## CHALLENGE 1:
Edit the records, everything from the line containing "deckchair in the photo above." down to the end of the records, so that "pixel values" becomes "pixel coordinates" and all else stays unchanged.

## DOCUMENT EXCERPT:

Haugen and Henry both determined from their assessments of respondents that respondents were
unwilling to accept responsibility for their past abuse of the older child, and that this refusal
would prevent them from resolving the abuse issues. This evidence supported the trial court’s
finding that respondents were likely to abuse their younger children. Although Dr. Lazar
disputed Drs. Haugen’s and Henry’s findings, the trial court determined that Dr. Henry and Dr.
Haugen were more credible, and this Court defers to the trial court’s ability to assess witness
credibility. Accordingly, we cannot conclude that the trial court’s findings were clearly
erroneous. In re Miller, supra at 337.

## CHALLENGE 2:
Pick up the court opinion on the respondents' psychological assessments and continue it past its final sentence.

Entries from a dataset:
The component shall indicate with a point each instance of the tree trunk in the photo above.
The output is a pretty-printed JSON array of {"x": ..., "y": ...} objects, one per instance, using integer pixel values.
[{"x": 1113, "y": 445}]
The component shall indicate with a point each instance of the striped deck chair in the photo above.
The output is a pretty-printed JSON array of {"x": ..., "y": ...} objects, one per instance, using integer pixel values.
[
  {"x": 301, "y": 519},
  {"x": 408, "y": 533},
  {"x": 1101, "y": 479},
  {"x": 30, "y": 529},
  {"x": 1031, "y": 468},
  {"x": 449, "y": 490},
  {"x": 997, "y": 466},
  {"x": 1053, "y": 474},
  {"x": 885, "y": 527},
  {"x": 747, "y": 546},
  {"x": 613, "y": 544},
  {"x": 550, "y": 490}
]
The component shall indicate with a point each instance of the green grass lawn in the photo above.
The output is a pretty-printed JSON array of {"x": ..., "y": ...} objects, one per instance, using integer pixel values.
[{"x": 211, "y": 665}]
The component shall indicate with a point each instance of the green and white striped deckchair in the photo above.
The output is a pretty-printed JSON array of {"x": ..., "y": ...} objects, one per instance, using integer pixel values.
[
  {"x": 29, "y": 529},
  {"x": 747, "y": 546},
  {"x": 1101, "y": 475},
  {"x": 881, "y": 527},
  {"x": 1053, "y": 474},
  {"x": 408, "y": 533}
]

## TASK ANSWER 1:
The component shall indicate with a point each instance of the green and white striped deckchair in the photo above.
The output is a pretty-printed JSON array of {"x": ..., "y": ...} objects, one per instance, using integer pixel coordinates.
[
  {"x": 29, "y": 529},
  {"x": 747, "y": 546},
  {"x": 1101, "y": 475},
  {"x": 881, "y": 527},
  {"x": 1053, "y": 474},
  {"x": 408, "y": 533}
]

## TASK ANSWER 2:
Respondents also contend that their prior abuse of the older child was not probative of
how they would treat their younger children because the older child’s serious behavioral
problems made her more susceptible to abuse. The trial court inferred from Dr. Henry’s
testimony regarding Shawn Michael’s “disregulation” that the events relating to Jasmine’s abuse
were beginning to repeat themselves with Shawn Michael, and that respondents were not doing
anything to change the outcome. The trial court’s rejection of respondents’ “target child”
argument was thus supported by the evidence.
The same evidence that supports termination under § 19b(3)(b)(i) also supports
termination under §§ 19b(3)(g) and (j). Section 19b(3)(g) requires evidence that the parent failed
to provide proper care and custody, and that there is no reasonable likelihood the parent will
become able to do so within a reasonable time. The trial court inferred that Shawn Michael’s
disregulation related to the abuse in respondents’ home. This constituted a past failure to provide
proper care and custody. The same evidence that supports the anticipatory abuse prong of §
19b(3)(b)(i) applies also to the anticipatory neglect prong of § 19b(3)(g), and to § 19b(3)(j)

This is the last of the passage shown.